■ YOUR INSTRUCTIONS ■
Go through the listing below and repeat it exactly, omitting each picture.

DATA TO PROCESS Block Start

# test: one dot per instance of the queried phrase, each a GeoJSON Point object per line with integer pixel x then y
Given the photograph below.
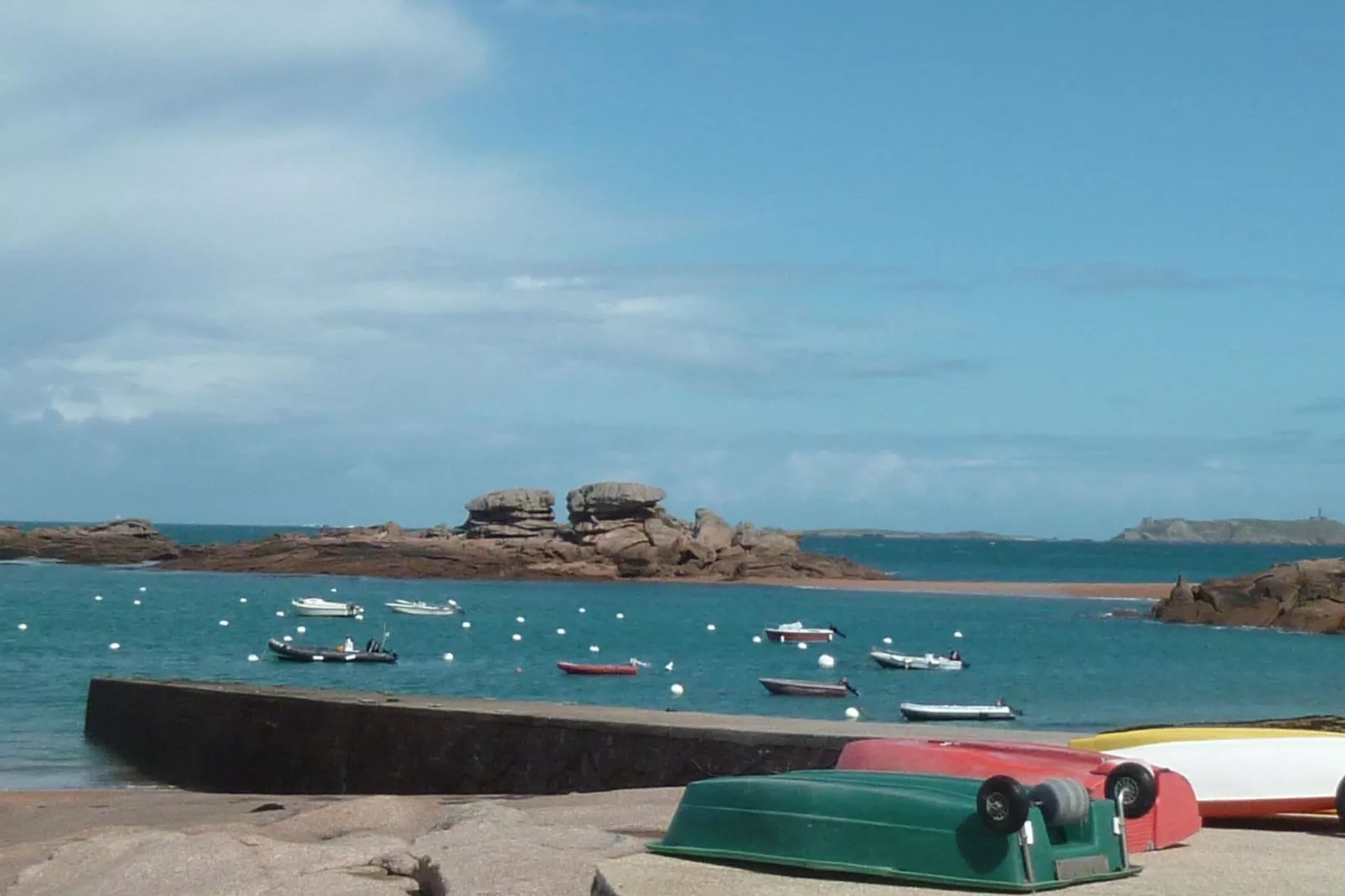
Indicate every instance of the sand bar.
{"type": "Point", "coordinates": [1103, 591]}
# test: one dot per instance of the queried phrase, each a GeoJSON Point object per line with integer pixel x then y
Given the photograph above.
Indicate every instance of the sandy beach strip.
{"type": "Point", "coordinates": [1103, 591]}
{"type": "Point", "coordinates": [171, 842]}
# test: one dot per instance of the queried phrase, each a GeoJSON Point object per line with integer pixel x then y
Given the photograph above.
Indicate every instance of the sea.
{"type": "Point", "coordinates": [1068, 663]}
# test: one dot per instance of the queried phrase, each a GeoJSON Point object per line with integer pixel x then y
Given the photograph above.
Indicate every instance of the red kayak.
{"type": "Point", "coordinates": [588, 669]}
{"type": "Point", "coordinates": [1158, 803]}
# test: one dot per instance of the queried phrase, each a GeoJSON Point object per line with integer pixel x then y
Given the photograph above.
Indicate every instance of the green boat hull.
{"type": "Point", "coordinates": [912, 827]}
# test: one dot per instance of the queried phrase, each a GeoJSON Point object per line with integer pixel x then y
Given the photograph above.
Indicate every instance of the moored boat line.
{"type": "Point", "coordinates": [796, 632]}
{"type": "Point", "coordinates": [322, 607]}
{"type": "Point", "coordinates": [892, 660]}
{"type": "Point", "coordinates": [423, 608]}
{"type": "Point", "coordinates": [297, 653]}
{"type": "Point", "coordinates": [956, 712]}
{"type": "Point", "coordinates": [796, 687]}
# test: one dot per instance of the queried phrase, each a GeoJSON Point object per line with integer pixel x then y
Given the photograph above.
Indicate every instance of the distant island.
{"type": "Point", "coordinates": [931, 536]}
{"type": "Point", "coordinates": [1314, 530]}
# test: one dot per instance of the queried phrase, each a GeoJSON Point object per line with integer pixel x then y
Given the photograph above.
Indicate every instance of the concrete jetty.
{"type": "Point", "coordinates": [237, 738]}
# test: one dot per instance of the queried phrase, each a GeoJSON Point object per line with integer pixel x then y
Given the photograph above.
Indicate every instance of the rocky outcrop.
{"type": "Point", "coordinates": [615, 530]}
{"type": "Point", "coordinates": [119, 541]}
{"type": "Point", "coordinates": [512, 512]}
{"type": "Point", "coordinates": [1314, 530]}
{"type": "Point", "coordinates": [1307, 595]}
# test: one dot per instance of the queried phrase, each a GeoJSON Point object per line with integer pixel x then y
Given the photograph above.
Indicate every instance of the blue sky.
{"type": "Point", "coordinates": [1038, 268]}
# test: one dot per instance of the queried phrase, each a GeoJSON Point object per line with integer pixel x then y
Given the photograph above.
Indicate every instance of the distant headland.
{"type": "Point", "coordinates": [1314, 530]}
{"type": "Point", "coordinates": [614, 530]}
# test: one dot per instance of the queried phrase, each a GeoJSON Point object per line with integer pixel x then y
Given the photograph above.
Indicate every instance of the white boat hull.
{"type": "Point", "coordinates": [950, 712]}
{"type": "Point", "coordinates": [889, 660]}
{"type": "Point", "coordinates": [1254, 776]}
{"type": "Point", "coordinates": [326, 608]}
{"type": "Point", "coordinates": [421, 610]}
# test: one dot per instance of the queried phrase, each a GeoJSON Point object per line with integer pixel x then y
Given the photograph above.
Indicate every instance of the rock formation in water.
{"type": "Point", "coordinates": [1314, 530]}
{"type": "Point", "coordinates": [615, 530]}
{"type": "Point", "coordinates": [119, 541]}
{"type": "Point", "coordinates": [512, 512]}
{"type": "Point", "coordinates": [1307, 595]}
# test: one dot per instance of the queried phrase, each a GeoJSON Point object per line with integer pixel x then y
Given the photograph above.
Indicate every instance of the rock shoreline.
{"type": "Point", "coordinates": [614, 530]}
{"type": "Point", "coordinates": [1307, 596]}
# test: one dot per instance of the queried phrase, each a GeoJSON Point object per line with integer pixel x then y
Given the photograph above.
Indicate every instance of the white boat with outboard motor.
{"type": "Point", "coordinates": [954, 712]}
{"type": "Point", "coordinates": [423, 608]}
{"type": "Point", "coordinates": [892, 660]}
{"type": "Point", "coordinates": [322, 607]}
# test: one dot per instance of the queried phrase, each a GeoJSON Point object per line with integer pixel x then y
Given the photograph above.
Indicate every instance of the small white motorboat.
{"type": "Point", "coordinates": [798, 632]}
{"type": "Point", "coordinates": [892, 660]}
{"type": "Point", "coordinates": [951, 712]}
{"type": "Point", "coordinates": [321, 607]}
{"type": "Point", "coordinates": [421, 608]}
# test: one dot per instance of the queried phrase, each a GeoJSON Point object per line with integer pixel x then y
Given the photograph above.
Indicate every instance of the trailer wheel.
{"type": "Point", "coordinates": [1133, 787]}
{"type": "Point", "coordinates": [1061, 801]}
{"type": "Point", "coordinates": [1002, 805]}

DATA TO PROCESS Block End

■ FINISHED TASK ■
# test: one dot per instance of the queried phrase, each a GeoJSON Point object per line with integer pixel x then y
Given the photograph below.
Indicate every instance of the sand bar.
{"type": "Point", "coordinates": [1103, 591]}
# test: one dot per instance of the queried phrase, each a GeoJSON Point object per line with integer pixel x then y
Given the photograph above.
Indicate every instance of the sandy beach strip.
{"type": "Point", "coordinates": [1103, 591]}
{"type": "Point", "coordinates": [171, 842]}
# test: one dot per instance of the queried phrase, each a GeoJSON Point object per line with integer pixel x then y
Given the photograph above.
Indicate every instance of the sea.
{"type": "Point", "coordinates": [1068, 663]}
# test: one dot per instance of the queried phrase, each a GeoJSON Point object per line with integer pixel x then y
Given the photograph above.
Indicate every instance of the red kayak.
{"type": "Point", "coordinates": [588, 669]}
{"type": "Point", "coordinates": [1158, 803]}
# test: one dot per instance of the queried phrase, each a GeoJSON Point object per line with integer pixel x then y
Given the photograph above.
Indicate every instance of the green boat hull.
{"type": "Point", "coordinates": [912, 827]}
# test: one dot per instance of the queried phrase, each a GeoJSON Point object per line with integer pixel x then y
Given the photograph above.
Indicate every instance of the moored boat line.
{"type": "Point", "coordinates": [796, 632]}
{"type": "Point", "coordinates": [322, 607]}
{"type": "Point", "coordinates": [892, 660]}
{"type": "Point", "coordinates": [423, 608]}
{"type": "Point", "coordinates": [297, 653]}
{"type": "Point", "coordinates": [956, 712]}
{"type": "Point", "coordinates": [796, 687]}
# test: one dot per instance of the queried phrase, each a GeoJSON Point object per line with integer pixel x then y
Given the photograph above.
Indicate every instance of the distant island.
{"type": "Point", "coordinates": [931, 536]}
{"type": "Point", "coordinates": [1314, 530]}
# test: one dot per instance of the queried phrase, each a GeoJSON Point object per line with integer pixel x then y
Given the photograph above.
Indicate every instance of the concrete jetty.
{"type": "Point", "coordinates": [237, 738]}
# test: one dot per instance of the queried phrase, each a GeoJSON Point object per line with integer pixel x then y
Given the photograph above.
Indicate every instance of the rocky outcrop.
{"type": "Point", "coordinates": [615, 530]}
{"type": "Point", "coordinates": [119, 541]}
{"type": "Point", "coordinates": [512, 512]}
{"type": "Point", "coordinates": [1314, 530]}
{"type": "Point", "coordinates": [1307, 595]}
# test: one dot per instance of the queried phrase, each a GeoJSON Point object per line with integer pixel x then y
Given the photograph above.
Indicate every instance of the blue sky.
{"type": "Point", "coordinates": [1038, 268]}
# test: one dot per instance of the queried phrase, each a GeoJSON Point object per line with integer pixel x then y
Given the photograph above.
Indicate every instance of the distant headland.
{"type": "Point", "coordinates": [1314, 530]}
{"type": "Point", "coordinates": [614, 530]}
# test: one dot per instance of the queried phrase, each a GeoJSON Point object per line with integer pixel x then y
Given the photograph above.
Indicate every instance of the white boat hull.
{"type": "Point", "coordinates": [950, 712]}
{"type": "Point", "coordinates": [889, 660]}
{"type": "Point", "coordinates": [1254, 776]}
{"type": "Point", "coordinates": [326, 608]}
{"type": "Point", "coordinates": [421, 610]}
# test: one dot per instance of the queried phrase, each a GeoJSON Point object per line with integer pixel x then y
Given the photograph above.
Indicate every instance of the rock formation in water.
{"type": "Point", "coordinates": [1314, 530]}
{"type": "Point", "coordinates": [615, 530]}
{"type": "Point", "coordinates": [119, 541]}
{"type": "Point", "coordinates": [512, 512]}
{"type": "Point", "coordinates": [1307, 595]}
# test: one dot per instance of the queried phrase, each a GeoJSON Point object per line with integer pixel x then y
Given the photograph above.
Indicate every instance of the rock shoreline.
{"type": "Point", "coordinates": [614, 530]}
{"type": "Point", "coordinates": [1307, 596]}
# test: one dot per instance of the queried phrase, each a GeoJSON Point object per line with integer pixel x then y
Given the photograph above.
Indicate every instance of the white boat with outboard motor.
{"type": "Point", "coordinates": [954, 712]}
{"type": "Point", "coordinates": [423, 608]}
{"type": "Point", "coordinates": [892, 660]}
{"type": "Point", "coordinates": [322, 607]}
# test: one dot per instance of the queried phrase, each a GeoJSON Point object per line with integer pixel x then y
Given the photograph above.
Indicate every instance of the small white motorboat.
{"type": "Point", "coordinates": [798, 632]}
{"type": "Point", "coordinates": [892, 660]}
{"type": "Point", "coordinates": [951, 712]}
{"type": "Point", "coordinates": [321, 607]}
{"type": "Point", "coordinates": [421, 608]}
# test: one dot per instance of the queried phrase, each a GeoJSON Point object per line with integer pixel x then y
Given the photograph above.
Indicate every instance of the trailer wheel.
{"type": "Point", "coordinates": [1133, 787]}
{"type": "Point", "coordinates": [1061, 801]}
{"type": "Point", "coordinates": [1002, 805]}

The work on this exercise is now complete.